▶ [RECORDS FOR THE TASK]
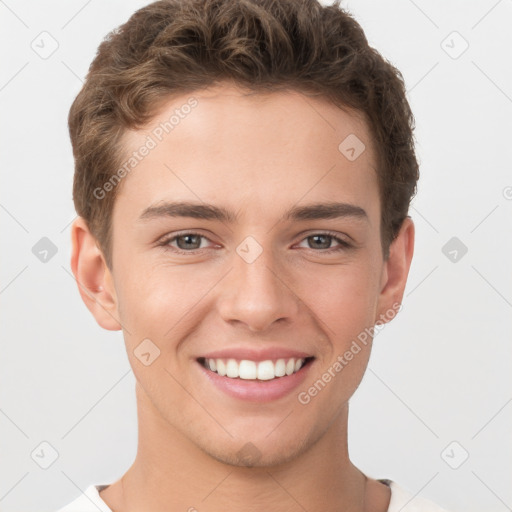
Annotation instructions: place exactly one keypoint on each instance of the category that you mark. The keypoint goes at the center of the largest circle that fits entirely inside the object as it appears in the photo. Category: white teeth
(252, 370)
(247, 369)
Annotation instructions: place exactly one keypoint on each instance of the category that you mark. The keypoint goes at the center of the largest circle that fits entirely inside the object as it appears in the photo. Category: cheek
(343, 298)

▶ [STATED EXERCISE]
Print the listing above line for line, unchanged, but leave out the pictures.

▶ [SOLVED EXERCISE]
Annotation instructions: place exactly one keypoint on each instance of the category that you mark. The keypoint goes at the center of the largest circle that fits entirely inside the object as it appears in the photo. Category: white teeth
(252, 370)
(247, 369)
Annotation instructions: place exactly one keypoint on each instance of the category that you mark. The keypoint goes at the center of the largest circle that fits entirely inside the object as it appears in the photo. Category: cheek
(343, 298)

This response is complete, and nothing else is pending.